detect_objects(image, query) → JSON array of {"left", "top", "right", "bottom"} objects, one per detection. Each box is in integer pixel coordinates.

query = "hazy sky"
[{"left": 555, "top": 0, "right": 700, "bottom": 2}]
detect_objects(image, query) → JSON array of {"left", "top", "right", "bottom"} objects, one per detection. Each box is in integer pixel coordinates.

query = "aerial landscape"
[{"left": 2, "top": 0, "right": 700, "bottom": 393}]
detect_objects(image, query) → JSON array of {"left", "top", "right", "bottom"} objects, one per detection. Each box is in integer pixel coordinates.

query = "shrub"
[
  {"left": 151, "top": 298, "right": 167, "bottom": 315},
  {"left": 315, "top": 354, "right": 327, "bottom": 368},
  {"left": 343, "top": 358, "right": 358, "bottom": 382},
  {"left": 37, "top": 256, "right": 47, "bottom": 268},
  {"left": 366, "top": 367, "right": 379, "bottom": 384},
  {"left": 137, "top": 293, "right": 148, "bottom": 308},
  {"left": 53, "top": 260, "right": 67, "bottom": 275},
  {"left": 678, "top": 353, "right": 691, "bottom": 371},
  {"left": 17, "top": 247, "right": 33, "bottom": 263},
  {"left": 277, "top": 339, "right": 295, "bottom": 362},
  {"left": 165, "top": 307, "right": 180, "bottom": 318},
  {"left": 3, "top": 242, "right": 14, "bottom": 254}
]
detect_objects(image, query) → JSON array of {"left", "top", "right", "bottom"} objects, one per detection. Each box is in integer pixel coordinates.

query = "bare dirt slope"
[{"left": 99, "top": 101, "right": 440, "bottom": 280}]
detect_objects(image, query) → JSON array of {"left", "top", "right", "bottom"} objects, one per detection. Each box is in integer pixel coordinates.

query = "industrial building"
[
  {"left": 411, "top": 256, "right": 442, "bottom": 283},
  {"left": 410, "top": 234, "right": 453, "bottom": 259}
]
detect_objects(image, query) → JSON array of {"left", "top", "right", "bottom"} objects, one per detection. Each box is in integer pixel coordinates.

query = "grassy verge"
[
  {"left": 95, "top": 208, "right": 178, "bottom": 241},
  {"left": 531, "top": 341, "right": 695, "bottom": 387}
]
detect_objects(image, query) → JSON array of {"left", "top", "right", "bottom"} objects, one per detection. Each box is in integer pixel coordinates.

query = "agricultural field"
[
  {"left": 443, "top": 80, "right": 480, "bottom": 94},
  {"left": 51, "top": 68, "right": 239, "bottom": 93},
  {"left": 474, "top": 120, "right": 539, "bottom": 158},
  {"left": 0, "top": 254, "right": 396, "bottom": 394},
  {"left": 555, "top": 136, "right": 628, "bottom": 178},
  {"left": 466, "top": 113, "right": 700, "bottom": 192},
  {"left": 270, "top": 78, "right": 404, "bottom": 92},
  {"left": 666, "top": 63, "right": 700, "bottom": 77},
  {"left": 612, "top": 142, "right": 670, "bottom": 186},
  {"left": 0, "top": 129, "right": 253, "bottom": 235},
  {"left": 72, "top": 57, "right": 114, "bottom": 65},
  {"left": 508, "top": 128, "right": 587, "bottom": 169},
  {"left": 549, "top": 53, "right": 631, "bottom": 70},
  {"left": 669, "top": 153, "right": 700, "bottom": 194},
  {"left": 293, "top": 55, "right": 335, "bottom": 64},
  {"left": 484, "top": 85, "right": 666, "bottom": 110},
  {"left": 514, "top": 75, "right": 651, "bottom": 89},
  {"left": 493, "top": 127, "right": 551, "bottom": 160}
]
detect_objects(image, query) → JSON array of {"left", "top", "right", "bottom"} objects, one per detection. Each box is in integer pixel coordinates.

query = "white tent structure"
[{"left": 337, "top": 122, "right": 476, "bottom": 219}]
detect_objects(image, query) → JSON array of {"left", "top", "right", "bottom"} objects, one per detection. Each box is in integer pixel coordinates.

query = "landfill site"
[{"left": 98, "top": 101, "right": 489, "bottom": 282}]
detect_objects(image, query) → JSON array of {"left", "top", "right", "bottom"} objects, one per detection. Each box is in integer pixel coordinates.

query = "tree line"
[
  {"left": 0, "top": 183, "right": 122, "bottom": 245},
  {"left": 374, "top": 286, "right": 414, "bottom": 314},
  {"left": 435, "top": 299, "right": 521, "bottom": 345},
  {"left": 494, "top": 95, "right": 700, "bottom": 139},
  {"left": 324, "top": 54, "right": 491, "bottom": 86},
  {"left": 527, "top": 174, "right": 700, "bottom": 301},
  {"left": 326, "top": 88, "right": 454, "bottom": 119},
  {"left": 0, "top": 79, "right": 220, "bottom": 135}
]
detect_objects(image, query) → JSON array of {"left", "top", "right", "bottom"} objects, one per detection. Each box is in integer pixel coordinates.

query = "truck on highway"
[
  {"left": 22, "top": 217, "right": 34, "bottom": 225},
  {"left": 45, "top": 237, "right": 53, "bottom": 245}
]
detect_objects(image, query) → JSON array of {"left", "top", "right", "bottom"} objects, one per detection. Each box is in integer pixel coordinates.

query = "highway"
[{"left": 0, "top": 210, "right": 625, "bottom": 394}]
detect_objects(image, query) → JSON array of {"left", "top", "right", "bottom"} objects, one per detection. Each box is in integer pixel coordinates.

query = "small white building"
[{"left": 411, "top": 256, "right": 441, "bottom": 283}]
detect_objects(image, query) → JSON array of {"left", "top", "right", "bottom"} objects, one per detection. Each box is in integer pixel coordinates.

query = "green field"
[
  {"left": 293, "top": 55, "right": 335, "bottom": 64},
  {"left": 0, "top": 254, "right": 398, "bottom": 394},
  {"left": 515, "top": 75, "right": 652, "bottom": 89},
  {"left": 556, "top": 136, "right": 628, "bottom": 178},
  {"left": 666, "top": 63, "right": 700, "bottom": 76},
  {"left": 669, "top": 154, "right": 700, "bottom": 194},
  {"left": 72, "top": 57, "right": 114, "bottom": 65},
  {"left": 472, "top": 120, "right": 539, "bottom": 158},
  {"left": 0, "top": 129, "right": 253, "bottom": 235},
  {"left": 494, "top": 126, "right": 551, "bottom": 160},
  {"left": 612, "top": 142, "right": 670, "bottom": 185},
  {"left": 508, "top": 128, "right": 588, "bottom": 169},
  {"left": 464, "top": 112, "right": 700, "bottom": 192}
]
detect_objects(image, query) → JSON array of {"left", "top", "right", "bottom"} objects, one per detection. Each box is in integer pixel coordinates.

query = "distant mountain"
******************************
* [Exercise directions]:
Produce an exact copy of all the records.

* [Expected answer]:
detect_objects(image, query) → JSON array of {"left", "top", "right", "bottom"} objects, one per detection. Each box is in integer pixel coordinates.

query = "hazy sky"
[{"left": 555, "top": 0, "right": 700, "bottom": 2}]
detect_objects(image, query) → JSON array of {"left", "top", "right", "bottom"} objects, one per detection. Each box is in integer pixel coordinates.

query = "aerial landscape"
[{"left": 2, "top": 0, "right": 700, "bottom": 393}]
detect_objects(image, query) → JSON array of {"left", "top", "right", "bottom"} objects, one per detection. Each box is in integer pixel coordinates.

query = "shrub"
[
  {"left": 151, "top": 298, "right": 167, "bottom": 315},
  {"left": 315, "top": 354, "right": 327, "bottom": 368},
  {"left": 343, "top": 358, "right": 358, "bottom": 382},
  {"left": 37, "top": 256, "right": 47, "bottom": 268},
  {"left": 366, "top": 367, "right": 379, "bottom": 384},
  {"left": 137, "top": 293, "right": 148, "bottom": 308},
  {"left": 53, "top": 260, "right": 67, "bottom": 275},
  {"left": 678, "top": 353, "right": 691, "bottom": 371},
  {"left": 17, "top": 247, "right": 33, "bottom": 263},
  {"left": 277, "top": 339, "right": 295, "bottom": 362},
  {"left": 165, "top": 307, "right": 180, "bottom": 318},
  {"left": 3, "top": 242, "right": 14, "bottom": 254}
]
detect_objects(image, query) → JSON array of {"left", "top", "right", "bottom"} objects, one per detection. Each box is in integer pixel coordinates.

query = "bare dirt slope"
[{"left": 99, "top": 101, "right": 440, "bottom": 280}]
detect_objects(image, query) → JSON array of {"left", "top", "right", "bottom"} objects, one per detection. Each box is in integer pixel coordinates.

query = "industrial building"
[
  {"left": 411, "top": 256, "right": 442, "bottom": 283},
  {"left": 410, "top": 234, "right": 453, "bottom": 259}
]
detect_objects(image, query) → JSON array of {"left", "top", "right", "bottom"} objects, one per detection. Each box is in integer pixel coordinates.

query = "grassy verge"
[
  {"left": 95, "top": 208, "right": 178, "bottom": 241},
  {"left": 531, "top": 341, "right": 695, "bottom": 387}
]
detect_objects(image, query) → JSON array of {"left", "top", "right", "bottom"} objects, one per detection. Each box is in integer pixel coordinates.

query = "agricultural field"
[
  {"left": 443, "top": 80, "right": 480, "bottom": 94},
  {"left": 51, "top": 68, "right": 239, "bottom": 93},
  {"left": 474, "top": 120, "right": 539, "bottom": 158},
  {"left": 0, "top": 254, "right": 396, "bottom": 394},
  {"left": 555, "top": 136, "right": 628, "bottom": 178},
  {"left": 466, "top": 113, "right": 700, "bottom": 192},
  {"left": 270, "top": 78, "right": 404, "bottom": 92},
  {"left": 666, "top": 63, "right": 700, "bottom": 77},
  {"left": 612, "top": 142, "right": 670, "bottom": 186},
  {"left": 0, "top": 129, "right": 253, "bottom": 235},
  {"left": 72, "top": 57, "right": 114, "bottom": 65},
  {"left": 508, "top": 128, "right": 587, "bottom": 169},
  {"left": 549, "top": 53, "right": 631, "bottom": 70},
  {"left": 669, "top": 153, "right": 700, "bottom": 194},
  {"left": 293, "top": 55, "right": 335, "bottom": 64},
  {"left": 484, "top": 85, "right": 666, "bottom": 110},
  {"left": 514, "top": 75, "right": 651, "bottom": 89},
  {"left": 493, "top": 127, "right": 551, "bottom": 160}
]
detect_objects(image, query) → JSON array of {"left", "top", "right", "bottom"} objects, one per detection. Each box is in integer pixel coordinates.

query = "white tent structure"
[{"left": 337, "top": 122, "right": 476, "bottom": 219}]
detect_objects(image, query) → JSON array of {"left", "top", "right", "bottom"} objects, one per detection. Each box is in integer pixel coordinates.

query = "landfill site"
[{"left": 98, "top": 101, "right": 489, "bottom": 282}]
detect_objects(image, query) → JSON array of {"left", "top", "right", "bottom"} objects, one per detection. Each box is in integer pixel coordinates.

query = "tree line"
[
  {"left": 0, "top": 183, "right": 122, "bottom": 245},
  {"left": 374, "top": 286, "right": 414, "bottom": 314},
  {"left": 435, "top": 299, "right": 521, "bottom": 345},
  {"left": 494, "top": 95, "right": 700, "bottom": 139},
  {"left": 324, "top": 54, "right": 491, "bottom": 86},
  {"left": 527, "top": 174, "right": 700, "bottom": 301},
  {"left": 326, "top": 88, "right": 454, "bottom": 119},
  {"left": 0, "top": 79, "right": 220, "bottom": 135}
]
detect_objects(image, query) → JSON array of {"left", "top", "right", "bottom"} objects, one per detection. Each box is in integer pixel coordinates.

query = "truck on highway"
[
  {"left": 22, "top": 217, "right": 34, "bottom": 225},
  {"left": 45, "top": 237, "right": 53, "bottom": 245}
]
detect_objects(image, query) → JSON array of {"left", "top", "right", "bottom"} objects, one per detection. Each box is in integer pixel coordinates.

query = "highway"
[{"left": 0, "top": 210, "right": 625, "bottom": 394}]
detect_objects(image, query) → JSON array of {"left", "top", "right", "bottom"} objects, one per detection. Each box is in integer pixel coordinates.

query = "small white building"
[{"left": 411, "top": 256, "right": 441, "bottom": 283}]
detect_objects(image, query) → JSON array of {"left", "top", "right", "bottom"} objects, one per detection. Each box is in integer pixel coordinates.

query = "green field"
[
  {"left": 293, "top": 55, "right": 335, "bottom": 64},
  {"left": 0, "top": 254, "right": 398, "bottom": 394},
  {"left": 515, "top": 75, "right": 652, "bottom": 89},
  {"left": 556, "top": 136, "right": 628, "bottom": 178},
  {"left": 666, "top": 63, "right": 700, "bottom": 76},
  {"left": 669, "top": 154, "right": 700, "bottom": 194},
  {"left": 72, "top": 57, "right": 114, "bottom": 65},
  {"left": 472, "top": 120, "right": 539, "bottom": 158},
  {"left": 0, "top": 129, "right": 253, "bottom": 235},
  {"left": 494, "top": 126, "right": 551, "bottom": 160},
  {"left": 612, "top": 142, "right": 670, "bottom": 185},
  {"left": 508, "top": 128, "right": 588, "bottom": 169},
  {"left": 464, "top": 112, "right": 700, "bottom": 192}
]
detect_objects(image, query) → JSON array of {"left", "top", "right", "bottom"} objects, one per detection. Each box is in integer pixel coordinates.

query = "distant mountain"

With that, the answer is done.